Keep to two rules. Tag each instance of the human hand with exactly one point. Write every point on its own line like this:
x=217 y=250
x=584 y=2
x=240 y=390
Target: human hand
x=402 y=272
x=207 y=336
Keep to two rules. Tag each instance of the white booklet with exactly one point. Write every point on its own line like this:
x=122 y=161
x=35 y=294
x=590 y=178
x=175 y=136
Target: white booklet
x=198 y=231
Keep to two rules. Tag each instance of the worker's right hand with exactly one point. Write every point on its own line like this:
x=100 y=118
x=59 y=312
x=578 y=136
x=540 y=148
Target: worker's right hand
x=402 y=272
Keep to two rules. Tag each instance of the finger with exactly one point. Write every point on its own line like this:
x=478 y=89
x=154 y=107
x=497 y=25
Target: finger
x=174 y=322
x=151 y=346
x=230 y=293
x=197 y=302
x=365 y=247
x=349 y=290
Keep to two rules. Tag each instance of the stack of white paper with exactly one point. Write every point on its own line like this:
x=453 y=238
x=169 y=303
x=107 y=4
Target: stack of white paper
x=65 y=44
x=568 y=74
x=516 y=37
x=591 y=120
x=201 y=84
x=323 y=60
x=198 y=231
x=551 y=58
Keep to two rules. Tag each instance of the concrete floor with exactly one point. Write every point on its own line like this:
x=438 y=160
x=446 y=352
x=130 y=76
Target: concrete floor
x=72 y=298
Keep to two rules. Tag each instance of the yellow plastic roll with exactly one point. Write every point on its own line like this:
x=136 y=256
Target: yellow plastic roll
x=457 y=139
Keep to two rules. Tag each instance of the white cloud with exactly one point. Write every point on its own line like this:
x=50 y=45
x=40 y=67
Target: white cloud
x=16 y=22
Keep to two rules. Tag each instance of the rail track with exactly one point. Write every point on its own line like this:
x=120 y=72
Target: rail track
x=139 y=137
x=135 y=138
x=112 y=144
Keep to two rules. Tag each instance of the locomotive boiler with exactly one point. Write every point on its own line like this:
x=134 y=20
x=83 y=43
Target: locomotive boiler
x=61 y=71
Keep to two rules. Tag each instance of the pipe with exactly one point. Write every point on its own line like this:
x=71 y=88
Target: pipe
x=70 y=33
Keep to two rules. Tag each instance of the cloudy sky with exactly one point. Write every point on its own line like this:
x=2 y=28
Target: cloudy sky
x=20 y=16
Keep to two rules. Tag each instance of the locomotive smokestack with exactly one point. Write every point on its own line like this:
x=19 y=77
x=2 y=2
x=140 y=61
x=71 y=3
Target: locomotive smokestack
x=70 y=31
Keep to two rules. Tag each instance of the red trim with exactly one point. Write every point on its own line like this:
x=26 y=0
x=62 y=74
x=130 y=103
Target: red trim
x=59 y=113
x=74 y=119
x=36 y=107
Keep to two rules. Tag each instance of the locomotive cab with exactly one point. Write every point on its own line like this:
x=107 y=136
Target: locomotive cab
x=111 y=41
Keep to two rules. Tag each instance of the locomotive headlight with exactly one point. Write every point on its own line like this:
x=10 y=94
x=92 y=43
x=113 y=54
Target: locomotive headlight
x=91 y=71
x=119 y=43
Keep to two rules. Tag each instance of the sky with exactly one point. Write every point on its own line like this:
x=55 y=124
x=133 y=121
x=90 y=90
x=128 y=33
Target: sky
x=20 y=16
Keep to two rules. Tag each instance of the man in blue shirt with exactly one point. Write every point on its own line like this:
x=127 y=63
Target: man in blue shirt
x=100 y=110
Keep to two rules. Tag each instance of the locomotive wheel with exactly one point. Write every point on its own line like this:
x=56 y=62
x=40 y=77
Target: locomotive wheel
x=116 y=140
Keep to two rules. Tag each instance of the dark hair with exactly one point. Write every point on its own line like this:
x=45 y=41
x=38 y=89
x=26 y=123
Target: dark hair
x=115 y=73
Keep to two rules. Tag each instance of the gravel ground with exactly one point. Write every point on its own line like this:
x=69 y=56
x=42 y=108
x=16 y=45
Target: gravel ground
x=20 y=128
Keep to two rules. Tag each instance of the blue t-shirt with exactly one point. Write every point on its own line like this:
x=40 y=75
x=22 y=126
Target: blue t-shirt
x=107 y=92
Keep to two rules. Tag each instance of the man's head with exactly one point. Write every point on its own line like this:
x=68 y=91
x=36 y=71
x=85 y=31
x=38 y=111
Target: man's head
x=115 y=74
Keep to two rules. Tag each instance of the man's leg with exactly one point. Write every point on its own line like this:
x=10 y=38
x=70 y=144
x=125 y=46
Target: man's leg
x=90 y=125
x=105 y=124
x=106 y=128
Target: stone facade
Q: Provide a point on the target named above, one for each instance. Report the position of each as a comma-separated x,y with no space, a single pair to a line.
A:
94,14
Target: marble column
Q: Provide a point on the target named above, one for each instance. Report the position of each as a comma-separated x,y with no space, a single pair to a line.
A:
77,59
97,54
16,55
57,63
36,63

────────────────────────────────────────

**What the task asks:** Can you copy out, unchanged, every line of the records above from the line containing "Keep to two rules. Tag each instance of the man's head" through the final line of the records, both included?

**Task solution:**
Keep to two rules. Tag each instance of the man's head with exactly one point. Write every point on its own line like this:
x=68 y=91
x=36 y=71
x=85 y=31
x=38 y=111
Target: man's head
x=115 y=74
Keep to two rules. Tag each instance of the man's leg with exactly one point. Write every point on its own line like this:
x=10 y=38
x=70 y=144
x=125 y=46
Target: man's leg
x=90 y=125
x=105 y=124
x=106 y=128
Target: stone facade
Q: Provide a point on the target named above, one for each instance. Report the position of each as a comma-separated x,y with no space, a single pair to a line.
A:
94,14
Target: marble column
Q: Provide a point on the target named above, one for each instance. Report the position of each as a comma-separated x,y with no space, a single pair to a line.
A:
77,59
97,54
16,55
57,63
36,63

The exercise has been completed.